● **TRY IT**
As the answer, give every line of the records that includes the word "branch".

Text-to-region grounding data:
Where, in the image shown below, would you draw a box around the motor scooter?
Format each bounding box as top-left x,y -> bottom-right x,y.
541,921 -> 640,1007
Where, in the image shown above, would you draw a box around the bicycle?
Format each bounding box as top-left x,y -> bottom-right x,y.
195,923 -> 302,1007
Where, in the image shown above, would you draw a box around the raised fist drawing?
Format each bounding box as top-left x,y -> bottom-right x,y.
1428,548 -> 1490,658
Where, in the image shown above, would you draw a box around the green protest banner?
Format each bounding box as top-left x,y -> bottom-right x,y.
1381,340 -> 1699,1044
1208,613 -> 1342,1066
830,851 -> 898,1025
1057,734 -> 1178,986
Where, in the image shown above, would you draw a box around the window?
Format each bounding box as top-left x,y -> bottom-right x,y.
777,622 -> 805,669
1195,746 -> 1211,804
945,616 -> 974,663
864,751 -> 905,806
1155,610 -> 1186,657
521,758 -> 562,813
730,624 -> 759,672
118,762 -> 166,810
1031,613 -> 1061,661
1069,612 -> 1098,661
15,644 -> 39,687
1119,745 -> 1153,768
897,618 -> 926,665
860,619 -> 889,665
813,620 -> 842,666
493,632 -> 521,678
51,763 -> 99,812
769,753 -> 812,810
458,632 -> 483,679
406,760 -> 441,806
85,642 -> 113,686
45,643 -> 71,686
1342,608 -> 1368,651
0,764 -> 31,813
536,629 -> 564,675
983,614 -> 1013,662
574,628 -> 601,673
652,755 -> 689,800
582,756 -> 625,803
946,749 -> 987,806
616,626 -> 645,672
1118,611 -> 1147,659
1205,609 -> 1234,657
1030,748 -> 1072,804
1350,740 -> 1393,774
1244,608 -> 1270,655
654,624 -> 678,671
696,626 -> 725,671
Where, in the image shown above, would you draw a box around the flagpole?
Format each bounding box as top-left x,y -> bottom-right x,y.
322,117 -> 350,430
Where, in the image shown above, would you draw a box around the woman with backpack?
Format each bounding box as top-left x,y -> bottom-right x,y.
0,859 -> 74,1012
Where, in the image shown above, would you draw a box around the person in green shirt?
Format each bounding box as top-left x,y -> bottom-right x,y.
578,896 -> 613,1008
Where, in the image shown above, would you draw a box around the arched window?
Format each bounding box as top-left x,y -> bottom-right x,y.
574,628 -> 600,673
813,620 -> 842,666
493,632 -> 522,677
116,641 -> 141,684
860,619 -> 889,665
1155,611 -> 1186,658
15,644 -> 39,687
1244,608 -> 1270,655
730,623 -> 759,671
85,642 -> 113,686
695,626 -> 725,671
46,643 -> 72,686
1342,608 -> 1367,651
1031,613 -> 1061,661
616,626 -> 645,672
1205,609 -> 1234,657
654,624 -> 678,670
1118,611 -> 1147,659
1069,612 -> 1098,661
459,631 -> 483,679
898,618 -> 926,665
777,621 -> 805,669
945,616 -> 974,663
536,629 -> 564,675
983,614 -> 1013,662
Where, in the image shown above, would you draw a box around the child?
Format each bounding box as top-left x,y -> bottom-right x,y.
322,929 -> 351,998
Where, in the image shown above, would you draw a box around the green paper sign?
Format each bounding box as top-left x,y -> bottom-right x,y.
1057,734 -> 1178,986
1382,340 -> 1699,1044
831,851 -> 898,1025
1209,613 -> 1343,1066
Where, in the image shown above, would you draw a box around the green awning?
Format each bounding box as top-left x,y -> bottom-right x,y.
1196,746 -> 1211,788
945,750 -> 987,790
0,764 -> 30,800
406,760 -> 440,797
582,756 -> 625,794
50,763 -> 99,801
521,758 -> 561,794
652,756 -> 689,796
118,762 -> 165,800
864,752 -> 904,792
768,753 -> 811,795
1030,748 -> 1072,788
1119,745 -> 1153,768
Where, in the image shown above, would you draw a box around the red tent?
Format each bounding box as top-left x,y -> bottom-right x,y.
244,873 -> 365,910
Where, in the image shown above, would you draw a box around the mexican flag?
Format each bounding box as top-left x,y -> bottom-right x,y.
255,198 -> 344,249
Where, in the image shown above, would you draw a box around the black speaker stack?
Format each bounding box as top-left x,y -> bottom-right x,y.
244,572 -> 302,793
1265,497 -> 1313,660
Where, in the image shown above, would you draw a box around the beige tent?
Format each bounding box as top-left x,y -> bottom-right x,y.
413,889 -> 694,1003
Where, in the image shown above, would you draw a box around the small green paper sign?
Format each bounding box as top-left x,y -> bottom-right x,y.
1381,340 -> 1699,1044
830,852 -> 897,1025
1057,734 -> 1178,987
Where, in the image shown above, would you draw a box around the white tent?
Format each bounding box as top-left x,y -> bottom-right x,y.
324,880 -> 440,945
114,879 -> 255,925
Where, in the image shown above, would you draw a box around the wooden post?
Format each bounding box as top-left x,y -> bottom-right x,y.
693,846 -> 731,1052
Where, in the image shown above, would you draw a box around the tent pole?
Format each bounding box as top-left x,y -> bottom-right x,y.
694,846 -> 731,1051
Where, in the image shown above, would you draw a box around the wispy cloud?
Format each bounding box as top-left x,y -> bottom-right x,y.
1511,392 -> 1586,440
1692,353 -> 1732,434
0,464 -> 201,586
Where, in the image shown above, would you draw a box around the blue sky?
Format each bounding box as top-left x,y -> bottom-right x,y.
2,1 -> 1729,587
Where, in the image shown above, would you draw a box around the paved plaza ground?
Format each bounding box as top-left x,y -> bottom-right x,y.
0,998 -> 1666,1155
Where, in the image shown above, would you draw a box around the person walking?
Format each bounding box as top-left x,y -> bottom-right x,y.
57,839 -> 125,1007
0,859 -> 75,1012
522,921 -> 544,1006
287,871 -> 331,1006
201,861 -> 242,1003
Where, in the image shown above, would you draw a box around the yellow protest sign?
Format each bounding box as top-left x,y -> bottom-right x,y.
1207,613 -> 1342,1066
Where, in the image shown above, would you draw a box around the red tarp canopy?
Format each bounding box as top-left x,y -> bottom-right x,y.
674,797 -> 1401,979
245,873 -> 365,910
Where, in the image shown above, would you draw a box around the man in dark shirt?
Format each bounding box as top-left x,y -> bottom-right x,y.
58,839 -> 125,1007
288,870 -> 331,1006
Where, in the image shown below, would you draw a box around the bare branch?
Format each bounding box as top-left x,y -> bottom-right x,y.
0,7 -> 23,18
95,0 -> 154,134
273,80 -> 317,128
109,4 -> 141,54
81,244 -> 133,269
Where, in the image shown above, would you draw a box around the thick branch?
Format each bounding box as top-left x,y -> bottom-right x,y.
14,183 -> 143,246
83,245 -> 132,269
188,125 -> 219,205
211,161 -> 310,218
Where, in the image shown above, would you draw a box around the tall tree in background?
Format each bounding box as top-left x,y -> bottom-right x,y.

● **SOLUTION**
Where, in the image shown below, would you draw a box around the bare branch?
Where, in the image shown above, would you draw a box around the thick branch?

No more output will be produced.